» Exercise brief: Can you repeat, word for word, the stretch of the IMPACT 2009 piece from "We see a lot" through "processes, and systems."?
Excerpt provided Start Marker
Seeing the Constellations: Thoughts from IMPACT 2009

We just completed our IMPACT® 2009 Research Conference in Florida, which brought together over 300 top HR and L&D leaders from around the world.  One of the things I talked about in my keynote is the real value of industry research, and I wanted to highlight some of this thinking here, through the use of an analogy.

We, as industry analysts, are constantly looking into the heavens.  The Heavenswe gaze upward we see many flashes of light.  These millions of stars are each of you – the business and HR leaders and practitioners who are each working to solve problems.  If you gaze into the heavens you too will see this light.  From far away it looks like a broad glow, with different areas of color, cluster of activity, and areas of deep darkness.  But without a map of the heavens, it is hard to see the patterns.  So you see individual stars, small clusters, and sometimes images.

We see a lot of stars.  In fact, during a single year each of our analysts probably talks with hundreds of companies, and through our surveys and other research tools we actually study tens of thousands of companies, problems, processes, and systems.

Our job, as research analysts, is to show you the constellations.  The maps.  The important patterns.  And in addition to pointing them out to you (through our frameworks, maturity models, and reports), we show you how they apply to the problems you face in your organization.  

Now I know this sounds abstract and a little academic, but at it’s core this is the essence of business research.  And we do so much research now that I thought an analogy like this would be helpful.

Some of the seven “constellations” I pointed out at IMPACT are:

1.  Employee “engagement” is now a business issue, not an HR issue.  Organizations must learn to measure, monitor, and analyze engagement to give them immediate and specific actionable information. Lowes and Booz Allen discussed this in detail.  In the case of Lowes, for example, the company created a special definition of employee engagement which directly correlates to store sales.  By carefully monitoring this engagement measure, and identifying the job roles which contribute to engagement, Lowes can focus its talent investments on two critical roles in their store population.
Excerpt provided End Marker
Information supplied Start Marker
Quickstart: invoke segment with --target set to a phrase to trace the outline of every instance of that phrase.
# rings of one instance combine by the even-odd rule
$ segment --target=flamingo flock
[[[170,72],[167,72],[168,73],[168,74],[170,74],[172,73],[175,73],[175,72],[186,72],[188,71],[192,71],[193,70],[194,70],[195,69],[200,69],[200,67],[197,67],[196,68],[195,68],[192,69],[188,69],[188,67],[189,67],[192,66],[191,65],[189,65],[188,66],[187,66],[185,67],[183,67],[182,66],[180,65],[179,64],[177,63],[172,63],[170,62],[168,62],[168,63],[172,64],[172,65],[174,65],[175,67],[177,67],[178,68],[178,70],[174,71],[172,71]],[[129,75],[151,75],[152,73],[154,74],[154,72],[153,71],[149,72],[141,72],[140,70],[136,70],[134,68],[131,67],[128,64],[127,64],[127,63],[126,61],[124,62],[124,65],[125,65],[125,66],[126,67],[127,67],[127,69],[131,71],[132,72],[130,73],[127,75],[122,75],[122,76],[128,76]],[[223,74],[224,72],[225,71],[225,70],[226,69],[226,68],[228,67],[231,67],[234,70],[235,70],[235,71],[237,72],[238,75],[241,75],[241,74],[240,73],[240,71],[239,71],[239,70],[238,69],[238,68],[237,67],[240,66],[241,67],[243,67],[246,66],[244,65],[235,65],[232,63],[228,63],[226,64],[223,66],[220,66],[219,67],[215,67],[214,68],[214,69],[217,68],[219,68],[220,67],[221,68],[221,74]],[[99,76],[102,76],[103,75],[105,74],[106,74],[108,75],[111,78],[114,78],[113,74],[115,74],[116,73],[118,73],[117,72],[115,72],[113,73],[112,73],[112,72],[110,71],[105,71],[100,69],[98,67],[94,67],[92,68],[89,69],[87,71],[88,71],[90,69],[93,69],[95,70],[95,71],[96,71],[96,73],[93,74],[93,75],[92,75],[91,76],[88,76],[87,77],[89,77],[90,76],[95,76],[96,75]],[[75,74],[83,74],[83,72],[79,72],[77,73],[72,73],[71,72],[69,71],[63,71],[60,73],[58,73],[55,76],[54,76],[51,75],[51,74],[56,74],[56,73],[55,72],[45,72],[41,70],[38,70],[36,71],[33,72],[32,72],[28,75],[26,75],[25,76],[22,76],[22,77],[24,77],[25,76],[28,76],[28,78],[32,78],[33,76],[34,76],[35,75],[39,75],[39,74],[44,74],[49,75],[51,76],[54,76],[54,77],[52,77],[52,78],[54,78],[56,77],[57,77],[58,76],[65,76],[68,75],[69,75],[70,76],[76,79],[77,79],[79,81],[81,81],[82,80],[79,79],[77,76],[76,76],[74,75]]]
Information supplied End Marker
» Task result:
We see a lot of stars.  In fact, during a single year each of our analysts probably talks with hundreds of companies, and through our surveys and other research tools we actually study tens of thousands of companies, problems, processes, and systems.